Items listed in a dataset:
★ ★ ★ ★ ★ ★ ★
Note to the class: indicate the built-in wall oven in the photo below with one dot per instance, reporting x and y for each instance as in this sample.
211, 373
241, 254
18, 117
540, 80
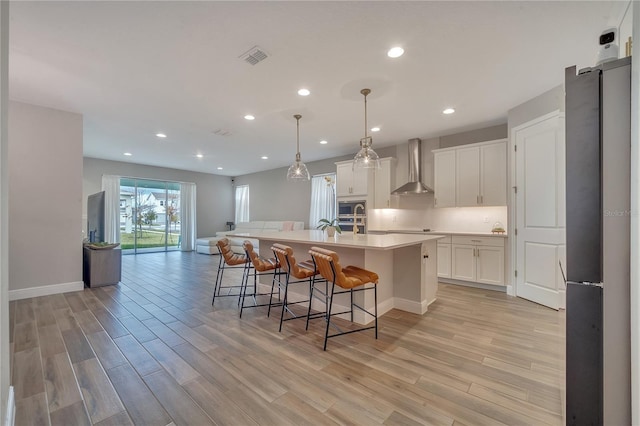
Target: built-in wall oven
★ ★ ★ ★ ★ ★ ★
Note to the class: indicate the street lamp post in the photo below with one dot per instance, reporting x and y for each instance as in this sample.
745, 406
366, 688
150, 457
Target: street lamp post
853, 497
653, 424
★ ★ ★ ★ ★ ★ ★
EXERCISE BRIEF: Output everything from the line containing "Note to the class: indicate the built-in" down to the line containing "Target: built-in wall oven", both included, as a JSON list of strings with one string per line and blank lines skipped. Leave the pictures out of the answer.

THE OUTPUT:
[
  "Note to the class: indicate the built-in wall oven in the photo below with one dot per instance, reporting x and y for each instance as in this sample.",
  "211, 373",
  "241, 254",
  "18, 117",
  "540, 80",
  "Target: built-in wall oven"
]